— BEGIN SUPPLIED MATERIAL —
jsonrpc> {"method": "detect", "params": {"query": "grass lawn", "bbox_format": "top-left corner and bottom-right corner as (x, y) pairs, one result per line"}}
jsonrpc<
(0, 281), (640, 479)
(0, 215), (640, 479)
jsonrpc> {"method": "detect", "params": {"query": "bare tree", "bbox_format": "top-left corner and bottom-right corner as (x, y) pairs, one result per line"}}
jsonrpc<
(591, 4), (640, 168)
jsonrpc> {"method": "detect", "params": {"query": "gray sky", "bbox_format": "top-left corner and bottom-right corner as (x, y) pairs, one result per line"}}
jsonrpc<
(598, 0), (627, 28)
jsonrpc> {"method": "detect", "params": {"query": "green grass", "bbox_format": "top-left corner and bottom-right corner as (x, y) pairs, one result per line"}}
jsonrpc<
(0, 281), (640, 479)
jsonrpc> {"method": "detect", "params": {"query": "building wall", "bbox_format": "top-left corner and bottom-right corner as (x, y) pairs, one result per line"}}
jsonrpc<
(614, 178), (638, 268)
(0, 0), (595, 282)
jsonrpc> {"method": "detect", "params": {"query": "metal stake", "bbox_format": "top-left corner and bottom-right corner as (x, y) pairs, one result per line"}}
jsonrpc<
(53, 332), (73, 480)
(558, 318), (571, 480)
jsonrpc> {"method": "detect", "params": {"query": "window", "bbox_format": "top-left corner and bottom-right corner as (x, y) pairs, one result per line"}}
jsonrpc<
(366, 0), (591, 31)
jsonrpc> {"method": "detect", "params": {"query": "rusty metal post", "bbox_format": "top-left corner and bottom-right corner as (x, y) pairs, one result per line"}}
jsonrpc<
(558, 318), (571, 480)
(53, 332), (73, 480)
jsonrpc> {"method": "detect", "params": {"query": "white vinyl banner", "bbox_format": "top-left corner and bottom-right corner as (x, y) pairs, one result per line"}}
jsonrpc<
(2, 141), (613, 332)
— END SUPPLIED MATERIAL —
— BEGIN SUPPLIED MATERIAL —
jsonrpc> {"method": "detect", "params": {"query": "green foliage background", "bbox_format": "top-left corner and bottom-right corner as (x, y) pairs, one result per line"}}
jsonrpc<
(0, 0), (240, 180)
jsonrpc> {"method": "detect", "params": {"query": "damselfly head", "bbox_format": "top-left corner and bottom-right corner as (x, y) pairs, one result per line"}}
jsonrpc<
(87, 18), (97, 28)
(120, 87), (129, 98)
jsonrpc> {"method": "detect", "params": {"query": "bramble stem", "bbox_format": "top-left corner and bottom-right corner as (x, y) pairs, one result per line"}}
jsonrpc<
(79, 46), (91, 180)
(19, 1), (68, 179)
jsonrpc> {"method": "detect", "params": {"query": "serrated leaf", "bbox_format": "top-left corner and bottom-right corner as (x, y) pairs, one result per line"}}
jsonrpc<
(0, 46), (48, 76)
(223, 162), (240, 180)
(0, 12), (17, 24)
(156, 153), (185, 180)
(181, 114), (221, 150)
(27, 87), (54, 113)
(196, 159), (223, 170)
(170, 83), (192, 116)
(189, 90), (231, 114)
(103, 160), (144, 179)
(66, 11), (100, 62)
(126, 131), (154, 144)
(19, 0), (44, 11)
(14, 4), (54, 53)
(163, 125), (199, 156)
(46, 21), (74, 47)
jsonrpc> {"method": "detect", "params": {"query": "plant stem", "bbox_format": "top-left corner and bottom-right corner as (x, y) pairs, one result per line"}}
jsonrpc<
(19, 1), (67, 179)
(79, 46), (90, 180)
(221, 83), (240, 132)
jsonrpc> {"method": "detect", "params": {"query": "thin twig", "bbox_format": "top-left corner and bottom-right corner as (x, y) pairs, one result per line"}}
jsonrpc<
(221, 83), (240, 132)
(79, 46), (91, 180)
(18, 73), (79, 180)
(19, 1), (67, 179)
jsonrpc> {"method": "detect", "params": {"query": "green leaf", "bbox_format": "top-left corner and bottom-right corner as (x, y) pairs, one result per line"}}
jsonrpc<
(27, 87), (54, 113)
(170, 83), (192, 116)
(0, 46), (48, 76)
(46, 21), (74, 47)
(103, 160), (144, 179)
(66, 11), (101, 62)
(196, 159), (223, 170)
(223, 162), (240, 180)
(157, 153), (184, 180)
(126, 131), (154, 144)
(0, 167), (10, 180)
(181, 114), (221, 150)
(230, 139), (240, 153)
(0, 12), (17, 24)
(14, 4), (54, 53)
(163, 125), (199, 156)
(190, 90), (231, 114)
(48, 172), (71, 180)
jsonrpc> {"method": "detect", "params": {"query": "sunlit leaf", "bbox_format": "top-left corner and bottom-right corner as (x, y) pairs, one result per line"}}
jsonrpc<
— END SUPPLIED MATERIAL —
• PROBLEM DESCRIPTION:
Count the lines in the items above that contain the string "green", matching case exactly, and give only the number.

• FINISHED TASK:
3